Records excerpted from a collection
◇ ◇ ◇ ◇ ◇
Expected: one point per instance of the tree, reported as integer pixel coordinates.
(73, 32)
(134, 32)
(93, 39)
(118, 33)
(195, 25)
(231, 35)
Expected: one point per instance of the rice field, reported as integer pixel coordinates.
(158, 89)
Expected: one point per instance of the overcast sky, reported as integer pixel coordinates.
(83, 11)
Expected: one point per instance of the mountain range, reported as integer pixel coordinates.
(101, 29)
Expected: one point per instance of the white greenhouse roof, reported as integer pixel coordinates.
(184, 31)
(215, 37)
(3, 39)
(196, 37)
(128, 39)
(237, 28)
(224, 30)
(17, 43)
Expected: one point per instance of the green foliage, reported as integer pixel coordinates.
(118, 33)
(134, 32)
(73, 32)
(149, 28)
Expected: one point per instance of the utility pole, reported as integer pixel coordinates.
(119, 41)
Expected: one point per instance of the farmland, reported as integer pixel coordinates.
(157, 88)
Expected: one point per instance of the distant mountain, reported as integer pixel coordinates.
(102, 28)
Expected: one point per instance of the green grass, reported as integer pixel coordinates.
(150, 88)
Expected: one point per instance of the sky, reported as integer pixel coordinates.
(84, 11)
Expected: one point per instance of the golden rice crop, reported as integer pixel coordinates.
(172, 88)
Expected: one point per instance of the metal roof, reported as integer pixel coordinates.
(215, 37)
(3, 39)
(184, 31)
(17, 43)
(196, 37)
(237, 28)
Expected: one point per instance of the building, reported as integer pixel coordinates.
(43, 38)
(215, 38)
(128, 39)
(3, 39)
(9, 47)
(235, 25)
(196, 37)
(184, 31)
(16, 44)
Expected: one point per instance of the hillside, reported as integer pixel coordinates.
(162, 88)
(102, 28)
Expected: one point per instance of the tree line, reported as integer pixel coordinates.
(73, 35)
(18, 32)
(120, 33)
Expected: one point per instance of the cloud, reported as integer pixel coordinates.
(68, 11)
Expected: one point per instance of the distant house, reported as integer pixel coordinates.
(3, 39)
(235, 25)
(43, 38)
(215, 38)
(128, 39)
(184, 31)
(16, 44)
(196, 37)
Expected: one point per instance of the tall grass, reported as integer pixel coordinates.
◇ ◇ ◇ ◇ ◇
:: TASK PROMPT ::
Retype every record above exactly as it appears.

:: TASK RESPONSE ::
Expected: one point per instance of the tree, reported as integer pixel coordinates.
(73, 32)
(134, 32)
(93, 39)
(118, 33)
(195, 25)
(231, 35)
Expected: one point per instance of the rice field, reported as integer pixel coordinates.
(158, 89)
Expected: one point per instance of the overcast sky, reported as integer pixel coordinates.
(83, 11)
Expected: one point per instance of the mountain range, reported as integer pixel coordinates.
(101, 29)
Expected: one point per instance of the white greenhouse roof, reported as integer pixel coordinates.
(184, 31)
(215, 37)
(3, 39)
(196, 37)
(128, 39)
(237, 28)
(224, 30)
(17, 43)
Expected: one point per instance of the green foliage, reported as integer pixel coordinates.
(118, 33)
(134, 32)
(73, 32)
(149, 28)
Expected: one point per instance of the utility pole, reported as integer pixel coordinates.
(119, 41)
Expected: one point per instance of the farmland, reported as integer pixel coordinates.
(157, 88)
Expected: one point per instance of the distant mountain, reported as integer pixel coordinates.
(102, 28)
Expected: one point per instance of the green grass, reported as integer pixel coordinates.
(150, 88)
Expected: one point per instance of the sky, reported as integer pixel coordinates.
(84, 11)
Expected: one point per instance of the golden rice crop, reported as integer pixel coordinates.
(172, 88)
Expected: one point per instance of the metal roof, reported as integer pixel coordinates.
(215, 37)
(3, 39)
(184, 31)
(17, 43)
(196, 37)
(237, 28)
Expected: one point per instance of the building, reported as integer pixel coordinates.
(43, 38)
(215, 38)
(128, 39)
(3, 39)
(9, 47)
(235, 25)
(196, 37)
(184, 31)
(16, 44)
Expected: one point per instance of the hillside, reported as integer pixel coordinates.
(162, 88)
(102, 28)
Expected: one point per instance of the tree line, reported as integer pixel coordinates.
(73, 35)
(18, 32)
(120, 33)
Expected: one point per instance of the cloud, reported as integer pixel coordinates.
(68, 11)
Expected: one point per instance of the distant house, reported as integer pixel coordinates.
(3, 39)
(235, 25)
(43, 38)
(215, 38)
(128, 39)
(184, 31)
(16, 44)
(196, 37)
Expected: one point per instance of the tall grass, reported as integer pixel coordinates.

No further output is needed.